▸ TEXT BLOCK:

Simply transferring those losses to the taxpayer is not only bad for the economy generally - because higher taxes to pay for them will stifle the creation of wealth for a long time to come - it is particularly bad for those at the bottom of the economic pile. They are always hit hardest by increased tax because (i) there are more of them (so £1 from each is worth a lot more to the Treasury than £10 from each wealthy person), (ii) a higher proportion of their income is spent on taxed purchases and (iii) it is easier and cheaper to collect it from them than from those with the means to find legitimate ways to reduce their tax bill.
One option the government should not leave out of account is allowing the banks in the worst positions to fold. If they do fold, the loss will fall on those owed money by the banks. Mr and Mrs Ordinary will have their savings protected up to £50,000 per bank and that will be a loss borne by the taxpayer. Beyond that, shareholders who have gambled on bank shares producing either an income or capital growth will find they put their chips on black rather than red. So be it, that is the chance they took knowing they were gambling. Other financial institutions will take a hit when there is no money to repay them, just as The Amalgamated Plasterboard Company Ltd takes a hit when Fred Bloggs the builder goes bankrupt before paying their invoice. These risks are spread all over the world, British banks do not only have British investors.
I fear the insurance idea has a fundamental flaw. It guarantees that a proportion of losses will remain at home when otherwise they would be spread around the globe. Say a loss is made of £1million and 80% of the bank's shares are owned by Brits. That loss will cost the British shareholders £800,000 and £200,000 will be borne elsewhere. It might not mean an immediate loss to anyone, but it will reduce the bank's capital which will have to be reimbursed from future income thereby reducing the profitability of the business and, in turn, both the income and capital value of the shares. If the taxpayer has to carry as little as 1% of the loss (£10,000) the shareholders bear £990,000, split £792,000 to the Brits and £198,000 to Johnny Foreigner. The total UK loss is increased to £802,000 (£792,000 to the shareholders and £10,000 to the taxpayer) and our friends overseas get a gift of £2,000 from our taxes. Of course we are not talking about losses of £1million but about potential losses of hundreds of billions. Voluntarily sucking a greater proportion of that into the UK's debit column doesn't seem a very sound way to bolster this country's finances.
If, as I suspect, the real fear is that things are so bad that one or more banks will fold without a cushion against the effect of Mr Toxic Loan's halitosis, taking a measure that will increase the proportion of loss retained in the UK seems extremely risky. Could the scheme make the difference between folding and remaining in business? No one can tell because the potential losses are so massive and where they will fall so unpredictable. I have a nasty feeling about this one.

▸ Dataset excerpts:
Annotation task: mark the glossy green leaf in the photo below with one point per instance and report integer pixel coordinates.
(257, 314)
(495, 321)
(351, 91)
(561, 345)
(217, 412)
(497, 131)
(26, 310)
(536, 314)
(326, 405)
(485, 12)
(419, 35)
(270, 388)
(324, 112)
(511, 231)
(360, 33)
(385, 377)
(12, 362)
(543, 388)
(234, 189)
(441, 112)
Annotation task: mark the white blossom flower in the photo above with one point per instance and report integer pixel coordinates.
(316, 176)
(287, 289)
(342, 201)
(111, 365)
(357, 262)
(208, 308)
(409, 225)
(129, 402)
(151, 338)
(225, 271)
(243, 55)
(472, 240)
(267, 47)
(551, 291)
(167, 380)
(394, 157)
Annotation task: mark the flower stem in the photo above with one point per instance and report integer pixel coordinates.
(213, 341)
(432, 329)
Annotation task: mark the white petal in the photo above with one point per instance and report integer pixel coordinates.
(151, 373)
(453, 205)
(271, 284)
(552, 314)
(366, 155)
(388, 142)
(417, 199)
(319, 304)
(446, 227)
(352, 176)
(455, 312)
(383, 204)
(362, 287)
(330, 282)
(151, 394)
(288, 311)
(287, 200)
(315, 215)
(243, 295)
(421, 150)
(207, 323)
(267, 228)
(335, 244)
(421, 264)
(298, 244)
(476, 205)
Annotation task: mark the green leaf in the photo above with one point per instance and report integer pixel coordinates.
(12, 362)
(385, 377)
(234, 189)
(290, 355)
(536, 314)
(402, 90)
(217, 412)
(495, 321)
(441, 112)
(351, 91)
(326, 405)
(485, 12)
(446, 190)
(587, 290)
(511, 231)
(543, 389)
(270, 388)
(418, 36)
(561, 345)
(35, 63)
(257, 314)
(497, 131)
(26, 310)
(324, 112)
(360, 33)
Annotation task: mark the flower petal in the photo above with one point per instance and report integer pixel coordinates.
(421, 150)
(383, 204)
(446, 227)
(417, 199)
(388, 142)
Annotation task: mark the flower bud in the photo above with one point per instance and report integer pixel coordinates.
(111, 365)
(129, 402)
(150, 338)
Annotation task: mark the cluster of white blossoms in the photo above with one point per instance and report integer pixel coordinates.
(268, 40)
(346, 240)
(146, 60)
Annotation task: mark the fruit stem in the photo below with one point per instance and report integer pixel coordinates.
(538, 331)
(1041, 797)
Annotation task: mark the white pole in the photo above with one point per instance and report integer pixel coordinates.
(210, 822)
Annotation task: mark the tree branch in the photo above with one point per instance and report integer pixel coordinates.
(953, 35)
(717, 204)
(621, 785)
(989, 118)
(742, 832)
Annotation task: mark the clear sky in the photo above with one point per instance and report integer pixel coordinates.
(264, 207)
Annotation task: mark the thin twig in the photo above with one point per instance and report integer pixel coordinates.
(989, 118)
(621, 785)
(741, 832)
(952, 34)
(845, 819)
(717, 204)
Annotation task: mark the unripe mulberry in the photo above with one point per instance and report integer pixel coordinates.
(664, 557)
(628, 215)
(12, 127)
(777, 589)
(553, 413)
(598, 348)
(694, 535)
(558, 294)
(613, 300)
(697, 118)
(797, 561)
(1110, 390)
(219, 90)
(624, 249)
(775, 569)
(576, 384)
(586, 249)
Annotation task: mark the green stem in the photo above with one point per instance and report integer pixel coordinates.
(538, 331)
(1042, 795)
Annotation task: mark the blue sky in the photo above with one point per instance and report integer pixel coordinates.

▸ EXERCISE TASKS:
1. Translate this sentence from the passage on bank losses into French: "These risks are spread all over the world, British banks do not only have British investors."
2. Quote the passage on bank losses starting with "If, as I suspect, the" and going on through "about this one.".

▸ TASK-BY-TASK SOLUTIONS:
1. Ces risques sont répartis dans le monde entier, les banques britanniques n'ont pas que des investisseurs britanniques.

2.
If, as I suspect, the real fear is that things are so bad that one or more banks will fold without a cushion against the effect of Mr Toxic Loan's halitosis, taking a measure that will increase the proportion of loss retained in the UK seems extremely risky. Could the scheme make the difference between folding and remaining in business? No one can tell because the potential losses are so massive and where they will fall so unpredictable. I have a nasty feeling about this one.